Requirements: Beginning at the line containing "the black trousers.", output every line to the end of the data below exactly as it appears.
-- Start --
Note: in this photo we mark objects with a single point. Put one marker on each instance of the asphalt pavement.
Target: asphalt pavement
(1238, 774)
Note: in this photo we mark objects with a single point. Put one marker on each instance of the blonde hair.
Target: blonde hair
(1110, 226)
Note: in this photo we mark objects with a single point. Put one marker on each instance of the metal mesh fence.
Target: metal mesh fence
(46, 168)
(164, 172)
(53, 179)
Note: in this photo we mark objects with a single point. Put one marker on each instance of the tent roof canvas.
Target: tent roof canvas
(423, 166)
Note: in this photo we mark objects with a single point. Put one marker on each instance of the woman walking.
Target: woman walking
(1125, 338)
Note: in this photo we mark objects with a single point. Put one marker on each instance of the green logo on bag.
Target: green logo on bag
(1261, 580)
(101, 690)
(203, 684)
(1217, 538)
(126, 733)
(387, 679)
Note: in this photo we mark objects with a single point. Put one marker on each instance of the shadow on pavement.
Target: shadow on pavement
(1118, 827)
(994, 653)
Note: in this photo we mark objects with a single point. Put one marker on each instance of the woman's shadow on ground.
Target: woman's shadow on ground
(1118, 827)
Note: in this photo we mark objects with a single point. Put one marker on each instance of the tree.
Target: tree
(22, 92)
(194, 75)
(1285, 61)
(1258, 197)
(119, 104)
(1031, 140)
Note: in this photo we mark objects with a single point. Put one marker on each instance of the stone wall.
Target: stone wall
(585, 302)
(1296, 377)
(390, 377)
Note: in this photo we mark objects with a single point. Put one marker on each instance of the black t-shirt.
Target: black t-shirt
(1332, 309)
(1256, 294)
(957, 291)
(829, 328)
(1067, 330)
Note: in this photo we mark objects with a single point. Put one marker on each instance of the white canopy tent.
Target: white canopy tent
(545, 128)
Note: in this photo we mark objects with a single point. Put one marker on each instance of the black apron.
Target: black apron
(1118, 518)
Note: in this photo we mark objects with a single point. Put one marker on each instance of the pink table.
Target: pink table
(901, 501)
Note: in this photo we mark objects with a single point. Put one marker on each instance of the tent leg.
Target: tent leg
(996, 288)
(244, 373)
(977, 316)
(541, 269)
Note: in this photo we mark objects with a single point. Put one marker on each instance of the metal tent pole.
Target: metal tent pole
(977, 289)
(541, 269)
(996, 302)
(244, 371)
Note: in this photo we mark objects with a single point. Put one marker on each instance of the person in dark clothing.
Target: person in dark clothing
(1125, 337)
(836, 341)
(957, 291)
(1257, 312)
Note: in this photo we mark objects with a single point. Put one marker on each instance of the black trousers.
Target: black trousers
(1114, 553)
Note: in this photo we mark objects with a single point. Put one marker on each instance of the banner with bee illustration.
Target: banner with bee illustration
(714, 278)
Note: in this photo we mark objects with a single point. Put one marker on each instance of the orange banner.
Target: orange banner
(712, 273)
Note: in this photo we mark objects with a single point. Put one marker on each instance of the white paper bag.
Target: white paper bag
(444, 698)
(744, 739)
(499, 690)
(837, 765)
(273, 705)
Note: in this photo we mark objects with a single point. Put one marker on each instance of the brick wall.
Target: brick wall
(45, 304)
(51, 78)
-- End --
Result for this exercise:
Note: in this photo we mark objects with a single point. Put one marker on each instance of the black trousers.
Target: black trousers
(1114, 553)
Note: in this photo we mark objects with a single point. Put one marker on each instance of the banner with bee illustration.
Target: banner with bee illustration
(714, 278)
Note: in this photo we mark objects with a single point. Put one marker on each instance of the orange banner.
Target: orange banner
(712, 273)
Note: in this photo we mark objects with a single point. Put one marker on each instance of the white paper bag.
Target: white paper bag
(444, 698)
(744, 739)
(499, 690)
(837, 765)
(273, 705)
Note: in this photo we mark objects with a single point. Put one marker on each instance of the brick wall.
Target: brick wall
(45, 304)
(51, 78)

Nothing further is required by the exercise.